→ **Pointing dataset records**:
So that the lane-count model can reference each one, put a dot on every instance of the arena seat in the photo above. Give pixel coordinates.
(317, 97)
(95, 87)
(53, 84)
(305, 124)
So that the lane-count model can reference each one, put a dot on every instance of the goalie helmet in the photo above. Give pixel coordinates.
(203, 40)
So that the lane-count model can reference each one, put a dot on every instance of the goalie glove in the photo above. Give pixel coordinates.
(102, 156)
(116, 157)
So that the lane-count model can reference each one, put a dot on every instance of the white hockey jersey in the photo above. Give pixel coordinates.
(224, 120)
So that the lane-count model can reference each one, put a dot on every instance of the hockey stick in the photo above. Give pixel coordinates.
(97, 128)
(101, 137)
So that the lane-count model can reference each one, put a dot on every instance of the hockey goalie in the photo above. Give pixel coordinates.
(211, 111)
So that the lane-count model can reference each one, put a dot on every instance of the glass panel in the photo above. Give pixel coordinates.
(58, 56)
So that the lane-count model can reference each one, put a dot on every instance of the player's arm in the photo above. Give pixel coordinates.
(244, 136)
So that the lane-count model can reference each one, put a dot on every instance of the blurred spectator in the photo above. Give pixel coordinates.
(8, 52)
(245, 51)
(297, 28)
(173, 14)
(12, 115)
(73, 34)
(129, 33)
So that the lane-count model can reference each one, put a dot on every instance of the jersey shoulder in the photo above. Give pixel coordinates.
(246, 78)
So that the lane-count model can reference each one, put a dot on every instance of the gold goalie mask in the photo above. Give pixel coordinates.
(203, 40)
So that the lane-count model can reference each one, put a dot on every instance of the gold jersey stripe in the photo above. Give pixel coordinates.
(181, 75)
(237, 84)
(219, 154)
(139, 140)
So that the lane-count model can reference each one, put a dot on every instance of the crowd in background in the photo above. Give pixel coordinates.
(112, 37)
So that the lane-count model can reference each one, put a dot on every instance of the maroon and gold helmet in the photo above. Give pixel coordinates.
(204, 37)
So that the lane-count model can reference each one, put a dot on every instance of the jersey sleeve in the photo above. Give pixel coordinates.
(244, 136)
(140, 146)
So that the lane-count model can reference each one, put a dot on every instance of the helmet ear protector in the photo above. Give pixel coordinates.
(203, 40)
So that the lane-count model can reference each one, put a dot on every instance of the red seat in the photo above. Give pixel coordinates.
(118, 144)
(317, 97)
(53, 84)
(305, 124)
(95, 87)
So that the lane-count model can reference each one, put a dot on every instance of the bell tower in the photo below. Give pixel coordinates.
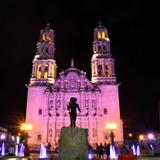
(44, 65)
(102, 63)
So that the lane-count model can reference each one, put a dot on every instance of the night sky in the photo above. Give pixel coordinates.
(132, 33)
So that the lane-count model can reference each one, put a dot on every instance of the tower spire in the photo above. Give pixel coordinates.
(102, 61)
(72, 62)
(44, 65)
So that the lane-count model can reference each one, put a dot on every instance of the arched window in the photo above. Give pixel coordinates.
(99, 35)
(103, 35)
(99, 70)
(46, 71)
(39, 71)
(107, 72)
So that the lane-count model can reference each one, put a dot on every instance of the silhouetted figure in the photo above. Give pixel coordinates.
(49, 146)
(11, 150)
(100, 151)
(72, 107)
(107, 148)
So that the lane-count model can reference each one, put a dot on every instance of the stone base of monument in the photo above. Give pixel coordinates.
(73, 144)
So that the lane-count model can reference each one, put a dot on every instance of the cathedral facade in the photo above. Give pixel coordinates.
(49, 95)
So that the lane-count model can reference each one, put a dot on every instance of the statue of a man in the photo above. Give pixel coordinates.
(72, 107)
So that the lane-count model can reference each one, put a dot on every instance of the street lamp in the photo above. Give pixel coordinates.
(111, 127)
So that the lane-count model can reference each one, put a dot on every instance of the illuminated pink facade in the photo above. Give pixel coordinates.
(48, 95)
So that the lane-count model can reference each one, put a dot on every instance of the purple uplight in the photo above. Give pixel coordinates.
(151, 136)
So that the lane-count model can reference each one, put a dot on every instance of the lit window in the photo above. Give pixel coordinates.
(94, 132)
(48, 38)
(105, 110)
(107, 73)
(39, 71)
(39, 136)
(40, 112)
(43, 37)
(103, 35)
(99, 35)
(46, 71)
(99, 70)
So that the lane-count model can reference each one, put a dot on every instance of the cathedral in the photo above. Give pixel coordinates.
(49, 94)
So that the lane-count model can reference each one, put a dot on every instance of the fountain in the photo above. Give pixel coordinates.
(16, 150)
(3, 149)
(138, 150)
(134, 150)
(112, 152)
(43, 152)
(21, 152)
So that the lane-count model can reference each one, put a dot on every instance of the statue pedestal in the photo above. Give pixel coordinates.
(73, 144)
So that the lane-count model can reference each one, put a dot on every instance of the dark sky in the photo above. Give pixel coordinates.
(132, 33)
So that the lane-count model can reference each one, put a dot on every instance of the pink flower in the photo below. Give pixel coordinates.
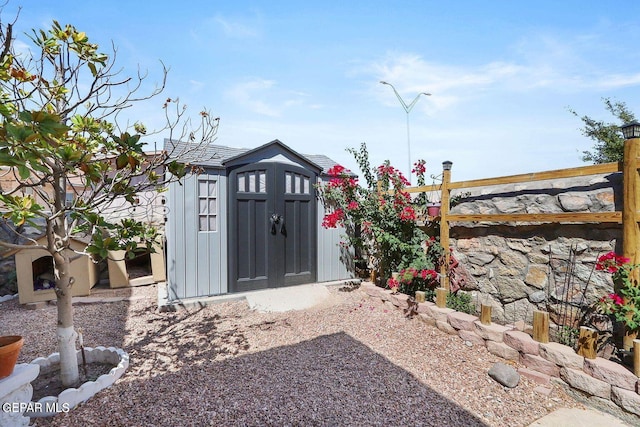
(336, 170)
(610, 262)
(331, 220)
(419, 168)
(408, 214)
(617, 299)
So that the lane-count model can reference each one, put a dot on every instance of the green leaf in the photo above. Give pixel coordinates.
(24, 172)
(122, 161)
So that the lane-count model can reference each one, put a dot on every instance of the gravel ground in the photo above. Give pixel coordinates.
(353, 361)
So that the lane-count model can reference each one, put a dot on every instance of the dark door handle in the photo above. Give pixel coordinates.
(274, 219)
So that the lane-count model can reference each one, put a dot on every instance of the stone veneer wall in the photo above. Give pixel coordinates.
(519, 269)
(606, 384)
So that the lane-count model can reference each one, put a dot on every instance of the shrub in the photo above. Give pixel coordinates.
(462, 302)
(379, 219)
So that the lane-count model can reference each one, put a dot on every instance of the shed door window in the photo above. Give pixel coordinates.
(207, 205)
(252, 182)
(296, 184)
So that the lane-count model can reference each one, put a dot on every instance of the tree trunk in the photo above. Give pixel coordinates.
(65, 332)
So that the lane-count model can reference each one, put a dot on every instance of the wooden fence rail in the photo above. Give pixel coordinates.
(628, 217)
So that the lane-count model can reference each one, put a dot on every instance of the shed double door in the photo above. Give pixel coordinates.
(272, 226)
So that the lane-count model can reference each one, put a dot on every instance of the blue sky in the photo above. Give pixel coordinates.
(502, 74)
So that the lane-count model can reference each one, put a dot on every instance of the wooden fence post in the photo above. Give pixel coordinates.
(630, 230)
(445, 197)
(541, 326)
(636, 357)
(485, 314)
(441, 297)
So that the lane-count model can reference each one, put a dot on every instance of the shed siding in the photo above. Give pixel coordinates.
(334, 262)
(196, 261)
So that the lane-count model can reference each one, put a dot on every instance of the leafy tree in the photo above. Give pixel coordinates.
(59, 104)
(609, 143)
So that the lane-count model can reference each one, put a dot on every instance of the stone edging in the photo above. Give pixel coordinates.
(599, 378)
(72, 397)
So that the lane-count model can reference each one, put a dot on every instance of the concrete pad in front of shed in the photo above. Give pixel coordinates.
(288, 298)
(573, 417)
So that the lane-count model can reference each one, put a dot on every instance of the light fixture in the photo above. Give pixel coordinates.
(631, 130)
(407, 109)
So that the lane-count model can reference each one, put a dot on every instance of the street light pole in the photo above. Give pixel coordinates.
(407, 109)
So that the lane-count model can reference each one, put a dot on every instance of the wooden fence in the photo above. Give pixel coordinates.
(628, 216)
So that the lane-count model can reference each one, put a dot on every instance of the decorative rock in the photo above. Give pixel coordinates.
(561, 355)
(439, 313)
(545, 391)
(537, 276)
(427, 319)
(539, 364)
(535, 376)
(537, 297)
(511, 288)
(574, 202)
(471, 337)
(513, 259)
(72, 396)
(611, 372)
(462, 320)
(492, 332)
(502, 350)
(522, 342)
(504, 374)
(370, 289)
(400, 300)
(423, 306)
(446, 327)
(480, 258)
(588, 384)
(628, 400)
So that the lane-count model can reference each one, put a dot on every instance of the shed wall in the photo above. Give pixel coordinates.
(196, 260)
(334, 262)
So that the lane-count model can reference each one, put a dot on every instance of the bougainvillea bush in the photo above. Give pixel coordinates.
(378, 217)
(623, 304)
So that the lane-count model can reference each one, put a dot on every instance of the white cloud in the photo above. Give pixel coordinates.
(237, 29)
(265, 97)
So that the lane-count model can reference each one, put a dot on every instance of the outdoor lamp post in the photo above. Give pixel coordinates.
(631, 130)
(407, 109)
(630, 229)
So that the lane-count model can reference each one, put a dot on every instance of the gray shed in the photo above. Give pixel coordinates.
(247, 220)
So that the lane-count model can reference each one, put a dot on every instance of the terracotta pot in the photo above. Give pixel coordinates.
(9, 349)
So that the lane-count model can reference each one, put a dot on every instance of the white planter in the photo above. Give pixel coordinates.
(72, 397)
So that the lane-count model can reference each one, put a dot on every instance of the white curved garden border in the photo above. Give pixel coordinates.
(72, 397)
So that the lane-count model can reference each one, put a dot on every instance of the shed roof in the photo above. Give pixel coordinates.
(216, 156)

→ **PROMPT**: Everything from the line containing "fence in the photo above. Give pixel coordinates." through the final line of the listing, inclusive, must be reproduced exactly; leave out the rest.

→ **FINAL ANSWER**:
So that the lane-count model can reference each one, put a dot on every instance of the wooden fence in the photo above. Give pixel coordinates.
(628, 216)
So that the lane-count model can reference each one, put a dot on every instance of the decorative rock in the photo above. Give pixel coordinates.
(561, 355)
(439, 313)
(545, 391)
(537, 276)
(427, 319)
(539, 364)
(535, 376)
(537, 297)
(511, 288)
(574, 202)
(471, 337)
(513, 259)
(72, 396)
(611, 372)
(462, 320)
(492, 332)
(502, 350)
(522, 342)
(504, 374)
(370, 289)
(400, 300)
(423, 306)
(446, 327)
(480, 258)
(588, 384)
(628, 400)
So that the lane-count model can reference each one, put a dot on every instance of the shed wall in the photo above. Give pixel coordinates.
(196, 260)
(334, 262)
So that the lane-count model can reference each one, put a dot on every instance of the bougainvillea bush in the photo above. Give pixel coordinates.
(378, 217)
(623, 304)
So that the lane-count model can reference each one, put a dot on every instance of the white cloud in the photo above. Give pixel coordinates.
(237, 29)
(265, 97)
So that the lane-count model can reference each one, put a dot on every instance of the outdoor lamp post in the photo above. Give pixel coordinates.
(631, 130)
(407, 109)
(630, 229)
So that the lane-count model can reference each one, put a dot on every instance of the gray shed in the photo above. Give pixel coordinates.
(247, 220)
So that the lane-count model can reference each one, put a dot on every instance of the terracotta pot in the photo above. Give pixel coordinates.
(9, 349)
So that the lane-count model can reference each one, put a dot on every instance of the white planter in the photo above. Give pixel coordinates.
(72, 397)
So that the lane-count model can reference each one, put a dot on every instance of the white curved garden border in the photo above. Give pixel coordinates.
(72, 397)
So that the lane-count model can reference each one, put a dot on every instance of the shed roof in the photo above. Give pixel coordinates.
(216, 156)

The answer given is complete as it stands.